REQUIRED TASK 1: Repeat the iomap direct I/O discussion word for word from "I guess that's" to "right to me...)".
========================================================================
State Superseded, archived
Headers show

Commit Message

Christoph Hellwig Oct. 25, 2016, 3:08 p.m. UTC
This adds a full fledget direct I/O implementation using the iomap
interface. Full fledged in this case means all features are supported:
AIO, vectored I/O, any iov_iter type including kernel pointers, bvecs
and pipes, support for hole filling and async apending writes.  It does
not mean supporting all the warts of the old generic code.  We expect
i_rwsem to be held over the duration of the call, and we expect to
maintain i_dio_count ourselves, and we pass on any kinds of mapping
to the file system for now.

The algorithm used is very simple: We use iomap_apply to iterate over
the range of the I/O, and then we use the new bio_iov_iter_get_pages
helper to lock down the user range for the size of the extent.
bio_iov_iter_get_pages can currently lock down twice as many pages as
the old direct I/O code did, which means that we will have a better
batch factor for everything but overwrites of badly fragmented files.

Signed-off-by: Christoph Hellwig <hch@lst.de>
---
 fs/iomap.c            | 358 ++++++++++++++++++++++++++++++++++++++++++++++++++
 include/linux/iomap.h |   8 ++
 2 files changed, 366 insertions(+)

Comments

Kent Overstreet Oct. 25, 2016, 7:51 p.m. UTC | #1
On Tue, Oct 25, 2016 at 05:08:17PM +0200, Christoph Hellwig wrote:
> This adds a full fledget direct I/O implementation using the iomap
> interface. Full fledged in this case means all features are supported:
> AIO, vectored I/O, any iov_iter type including kernel pointers, bvecs
> and pipes, support for hole filling and async apending writes.  It does
> not mean supporting all the warts of the old generic code.  We expect
> i_rwsem to be held over the duration of the call, and we expect to
> maintain i_dio_count ourselves, and we pass on any kinds of mapping
> to the file system for now.
> 
> The algorithm used is very simple: We use iomap_apply to iterate over
> the range of the I/O, and then we use the new bio_iov_iter_get_pages
> helper to lock down the user range for the size of the extent.
> bio_iov_iter_get_pages can currently lock down twice as many pages as
> the old direct I/O code did, which means that we will have a better
> batch factor for everything but overwrites of badly fragmented files.

So - you're hitting inode locks on each call to iomap_begin()/iomap_end()?  :/

But - (I'm not too familiar with the XFS code) - it looks like you're also doing
a full extents btree traversal on each iomap_begin() call too, behind
xfs_bmapi_read()?

I guess that's probably how it worked before though, so ah well - if it was a
performance issue worth caring about you'd know, and like you said it only
matters for fragmented files - or, wouldn't alternating written/unwritten
extents trigger this? That does happen.

Anyways... more relevant comments...

Are you returning the right thing on partial reads/writes? the existing dio code
squashes -EFAULT (but not on other errors, even when some IO was successfully
done, e.g. -ENOMEM from gup(), which doesn't seem right to me...)
========================================================================
REQUIRED TASK 2: Show each line of the records below that contains the word "door".

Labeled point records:
========================================================================
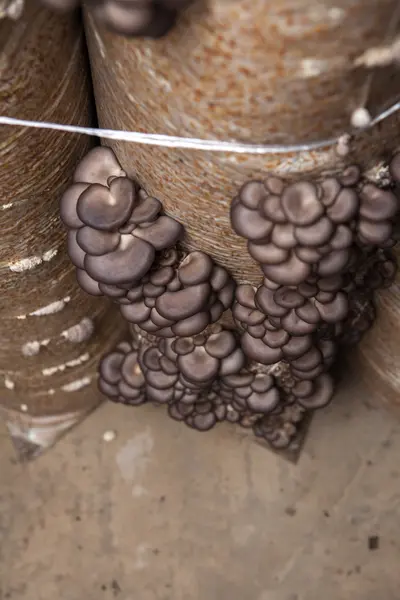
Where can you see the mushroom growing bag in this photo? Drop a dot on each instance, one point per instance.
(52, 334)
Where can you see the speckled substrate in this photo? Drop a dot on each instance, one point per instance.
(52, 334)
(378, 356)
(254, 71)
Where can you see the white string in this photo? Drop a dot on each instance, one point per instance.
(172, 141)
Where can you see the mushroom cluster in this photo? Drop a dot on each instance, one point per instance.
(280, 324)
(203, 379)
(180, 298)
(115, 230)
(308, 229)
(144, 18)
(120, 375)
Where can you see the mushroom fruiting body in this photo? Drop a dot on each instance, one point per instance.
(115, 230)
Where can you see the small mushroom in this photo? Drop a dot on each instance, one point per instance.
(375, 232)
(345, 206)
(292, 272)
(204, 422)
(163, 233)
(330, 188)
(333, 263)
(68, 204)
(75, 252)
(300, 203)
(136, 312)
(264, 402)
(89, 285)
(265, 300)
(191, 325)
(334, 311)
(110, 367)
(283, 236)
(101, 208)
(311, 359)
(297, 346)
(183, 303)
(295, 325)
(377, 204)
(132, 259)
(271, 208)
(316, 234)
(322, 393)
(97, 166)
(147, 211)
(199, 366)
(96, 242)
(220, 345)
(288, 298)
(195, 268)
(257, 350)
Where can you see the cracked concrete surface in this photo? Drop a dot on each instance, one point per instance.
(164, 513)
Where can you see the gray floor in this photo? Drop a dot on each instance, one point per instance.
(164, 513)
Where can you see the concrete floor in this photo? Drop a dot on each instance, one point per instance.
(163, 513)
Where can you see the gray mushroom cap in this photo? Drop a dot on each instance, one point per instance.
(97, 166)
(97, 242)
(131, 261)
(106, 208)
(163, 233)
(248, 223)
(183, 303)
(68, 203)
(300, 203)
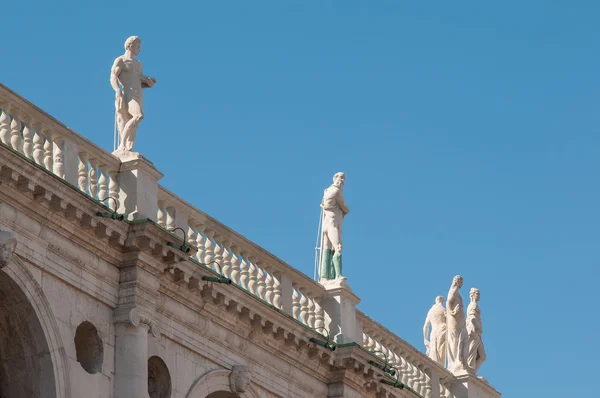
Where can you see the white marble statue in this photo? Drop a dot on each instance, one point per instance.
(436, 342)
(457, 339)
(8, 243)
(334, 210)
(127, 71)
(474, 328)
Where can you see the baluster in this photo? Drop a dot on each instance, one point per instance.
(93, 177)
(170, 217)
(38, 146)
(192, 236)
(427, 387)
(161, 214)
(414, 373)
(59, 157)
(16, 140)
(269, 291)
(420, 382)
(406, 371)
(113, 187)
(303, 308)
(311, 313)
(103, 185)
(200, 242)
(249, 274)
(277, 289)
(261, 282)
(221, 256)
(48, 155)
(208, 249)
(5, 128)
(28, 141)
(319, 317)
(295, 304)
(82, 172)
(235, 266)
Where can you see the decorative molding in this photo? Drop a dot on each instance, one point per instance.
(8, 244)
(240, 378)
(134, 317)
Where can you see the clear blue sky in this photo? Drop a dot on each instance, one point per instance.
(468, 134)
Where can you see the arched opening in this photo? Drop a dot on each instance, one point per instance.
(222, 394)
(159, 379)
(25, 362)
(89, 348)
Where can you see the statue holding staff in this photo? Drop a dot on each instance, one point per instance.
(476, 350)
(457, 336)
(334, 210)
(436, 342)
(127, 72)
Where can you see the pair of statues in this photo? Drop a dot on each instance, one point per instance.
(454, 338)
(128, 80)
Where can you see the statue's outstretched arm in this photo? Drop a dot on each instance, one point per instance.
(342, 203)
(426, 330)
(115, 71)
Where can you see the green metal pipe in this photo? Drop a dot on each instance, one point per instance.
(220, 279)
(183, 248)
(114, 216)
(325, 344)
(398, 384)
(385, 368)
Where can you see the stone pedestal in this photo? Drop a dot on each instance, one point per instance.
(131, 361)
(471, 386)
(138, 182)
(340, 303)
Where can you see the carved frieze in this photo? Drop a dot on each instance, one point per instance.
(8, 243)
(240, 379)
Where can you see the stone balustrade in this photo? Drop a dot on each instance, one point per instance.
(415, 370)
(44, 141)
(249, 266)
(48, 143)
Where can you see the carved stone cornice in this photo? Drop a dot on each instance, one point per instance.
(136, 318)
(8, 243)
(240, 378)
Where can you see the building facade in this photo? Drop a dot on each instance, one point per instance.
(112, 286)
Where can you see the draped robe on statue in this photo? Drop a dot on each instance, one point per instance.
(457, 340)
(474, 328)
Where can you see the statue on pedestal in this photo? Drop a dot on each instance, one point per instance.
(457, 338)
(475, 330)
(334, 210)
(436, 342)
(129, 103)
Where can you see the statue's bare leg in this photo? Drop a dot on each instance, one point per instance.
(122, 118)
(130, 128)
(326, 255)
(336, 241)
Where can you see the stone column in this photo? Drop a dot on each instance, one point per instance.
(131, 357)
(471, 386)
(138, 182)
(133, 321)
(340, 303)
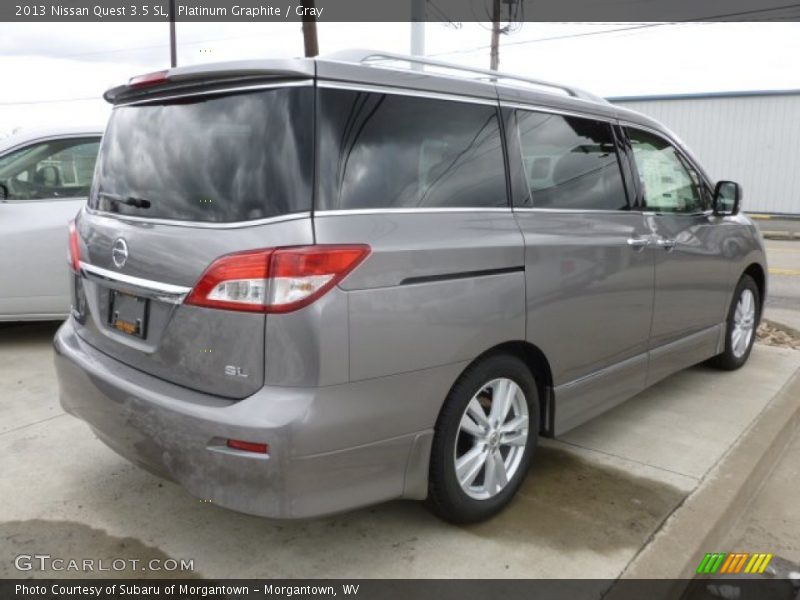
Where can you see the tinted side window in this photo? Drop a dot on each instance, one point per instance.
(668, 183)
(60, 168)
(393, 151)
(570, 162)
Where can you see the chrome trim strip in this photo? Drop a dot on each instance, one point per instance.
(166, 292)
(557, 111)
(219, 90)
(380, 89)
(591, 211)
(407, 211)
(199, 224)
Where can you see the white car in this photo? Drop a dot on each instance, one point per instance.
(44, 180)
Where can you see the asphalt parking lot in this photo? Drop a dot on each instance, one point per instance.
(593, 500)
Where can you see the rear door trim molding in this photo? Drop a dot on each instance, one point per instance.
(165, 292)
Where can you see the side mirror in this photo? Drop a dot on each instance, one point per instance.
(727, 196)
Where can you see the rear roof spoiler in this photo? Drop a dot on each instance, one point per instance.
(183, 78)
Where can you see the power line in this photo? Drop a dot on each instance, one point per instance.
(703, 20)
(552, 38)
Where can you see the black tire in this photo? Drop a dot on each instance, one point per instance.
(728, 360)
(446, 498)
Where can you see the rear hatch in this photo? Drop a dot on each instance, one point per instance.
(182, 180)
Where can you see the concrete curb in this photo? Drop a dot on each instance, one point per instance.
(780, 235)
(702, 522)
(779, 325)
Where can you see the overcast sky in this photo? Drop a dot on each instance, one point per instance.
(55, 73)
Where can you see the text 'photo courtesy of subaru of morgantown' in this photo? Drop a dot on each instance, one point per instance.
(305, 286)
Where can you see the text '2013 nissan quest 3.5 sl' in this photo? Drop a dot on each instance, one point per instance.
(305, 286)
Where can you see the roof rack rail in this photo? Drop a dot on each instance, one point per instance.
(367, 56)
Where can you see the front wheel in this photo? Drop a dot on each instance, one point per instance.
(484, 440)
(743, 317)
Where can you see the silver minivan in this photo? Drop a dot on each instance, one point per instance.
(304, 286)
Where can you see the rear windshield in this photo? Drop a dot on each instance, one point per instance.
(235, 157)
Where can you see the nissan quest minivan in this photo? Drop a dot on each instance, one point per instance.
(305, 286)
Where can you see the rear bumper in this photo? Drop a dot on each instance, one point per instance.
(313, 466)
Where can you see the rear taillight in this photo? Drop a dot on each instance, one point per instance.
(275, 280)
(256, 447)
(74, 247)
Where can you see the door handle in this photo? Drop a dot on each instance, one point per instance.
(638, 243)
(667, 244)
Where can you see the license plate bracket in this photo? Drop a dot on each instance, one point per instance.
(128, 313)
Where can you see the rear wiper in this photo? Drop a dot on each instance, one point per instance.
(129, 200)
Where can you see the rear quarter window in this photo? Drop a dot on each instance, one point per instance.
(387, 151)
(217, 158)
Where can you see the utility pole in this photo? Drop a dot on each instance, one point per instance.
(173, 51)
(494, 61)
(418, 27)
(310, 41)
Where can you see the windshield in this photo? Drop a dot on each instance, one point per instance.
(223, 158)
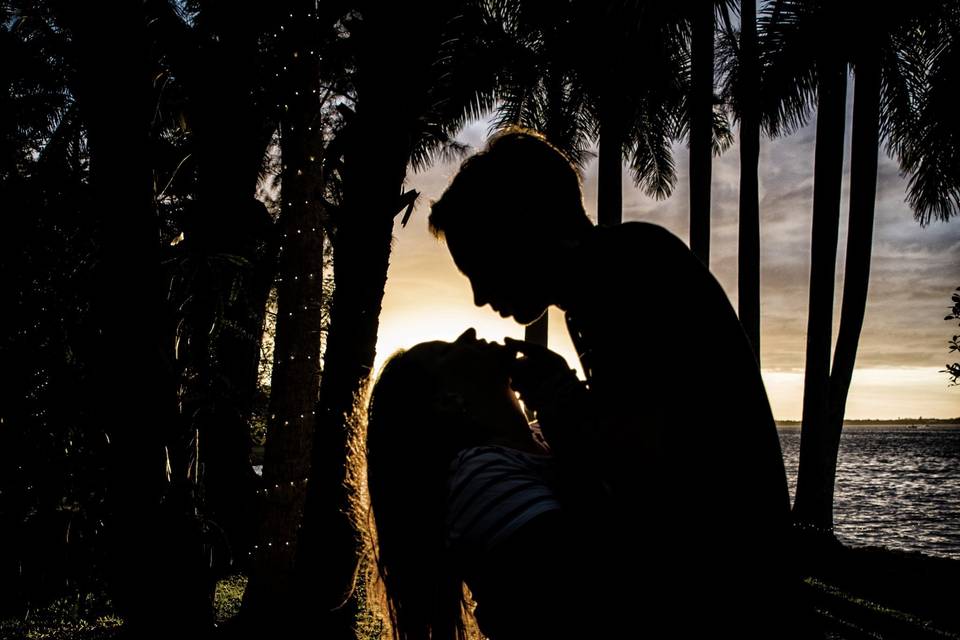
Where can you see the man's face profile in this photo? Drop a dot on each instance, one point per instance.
========================================================================
WRITTEN SOLUTION 1:
I guess that's probably how it worked before though, so ah well - if it was a
performance issue worth caring about you'd know, and like you said it only
matters for fragmented files - or, wouldn't alternating written/unwritten
extents trigger this? That does happen.

Anyways... more relevant comments...

Are you returning the right thing on partial reads/writes? the existing dio code
squashes -EFAULT (but not on other errors, even when some IO was successfully
done, e.g. -ENOMEM from gup(), which doesn't seem right to me...)

WRITTEN SOLUTION 2:
Where can you see the rear door trim molding in this photo? Drop a dot on each instance, one point per instance.
Where can you see the door handle in this photo? Drop a dot on each instance, one point per instance.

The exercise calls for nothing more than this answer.